Records from a point labeling set
------

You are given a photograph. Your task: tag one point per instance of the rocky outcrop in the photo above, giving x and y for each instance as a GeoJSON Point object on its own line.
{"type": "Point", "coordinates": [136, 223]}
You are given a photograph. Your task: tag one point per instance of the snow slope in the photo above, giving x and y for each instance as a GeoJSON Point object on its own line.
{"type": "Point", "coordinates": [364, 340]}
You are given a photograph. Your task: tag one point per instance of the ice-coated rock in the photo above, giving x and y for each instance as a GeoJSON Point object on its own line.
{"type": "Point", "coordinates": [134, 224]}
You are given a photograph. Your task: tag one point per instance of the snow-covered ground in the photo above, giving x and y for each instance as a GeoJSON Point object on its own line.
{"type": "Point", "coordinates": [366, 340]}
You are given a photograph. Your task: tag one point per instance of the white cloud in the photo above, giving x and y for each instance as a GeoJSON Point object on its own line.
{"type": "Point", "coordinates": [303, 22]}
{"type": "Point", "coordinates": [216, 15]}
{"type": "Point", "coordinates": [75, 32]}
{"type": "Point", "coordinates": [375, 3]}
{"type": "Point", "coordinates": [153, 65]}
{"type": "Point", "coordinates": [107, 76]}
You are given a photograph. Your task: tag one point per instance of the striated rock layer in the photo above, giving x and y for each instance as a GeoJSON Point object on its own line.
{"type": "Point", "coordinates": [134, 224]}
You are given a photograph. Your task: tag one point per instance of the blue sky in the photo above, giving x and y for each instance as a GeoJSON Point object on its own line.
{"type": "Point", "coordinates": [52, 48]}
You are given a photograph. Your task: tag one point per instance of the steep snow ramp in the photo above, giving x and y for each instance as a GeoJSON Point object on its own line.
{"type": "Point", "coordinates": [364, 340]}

------

*Task objective*.
Copy out all the records above, swapping every "tag" for "mark" and leaving the rest untouched.

*Solution for this problem*.
You are given a photograph. Your task: mark one point per instance of the rocky outcrop in the photo above, giving x and y for each instance as a GeoJSON Point object on its own line.
{"type": "Point", "coordinates": [136, 223]}
You are given a photograph. Your task: mark one point per instance of the snow slope in the photo above, giving x and y for each instance as a GeoJSON Point object on its own line.
{"type": "Point", "coordinates": [364, 340]}
You are given a photograph. Your task: mark one point per instance of the ice-coated rock in the photo above, giving x and y for each instance as a GeoJSON Point object on its own line.
{"type": "Point", "coordinates": [134, 224]}
You are given a photograph. Your task: mark one point per instance of the snow-covered ground in the photo above, giving x and y for each instance as a GeoJSON Point object on its own line.
{"type": "Point", "coordinates": [366, 340]}
You are given a photograph. Your task: mark one point per instance of the white cloud in the photo above, giving x and y for each instance as a GeoJSON Point object on its own line.
{"type": "Point", "coordinates": [303, 22]}
{"type": "Point", "coordinates": [216, 15]}
{"type": "Point", "coordinates": [75, 32]}
{"type": "Point", "coordinates": [375, 3]}
{"type": "Point", "coordinates": [153, 65]}
{"type": "Point", "coordinates": [107, 76]}
You are given a photograph. Your task: mark one point per instance of the striated rock layer in the photo above, giving x and y for each instance as a GeoJSON Point object on its own line.
{"type": "Point", "coordinates": [134, 224]}
You are given a photograph. Your task: mark one point per instance of the blue sky in the photo above, giving x and y for each instance as a GeoJSON Point object on its own line.
{"type": "Point", "coordinates": [52, 48]}
You are given a photograph. Your task: mark one point per instance of the steep snow ramp in the photo above, giving x and y for each instance as a GeoJSON Point object on its own line.
{"type": "Point", "coordinates": [364, 340]}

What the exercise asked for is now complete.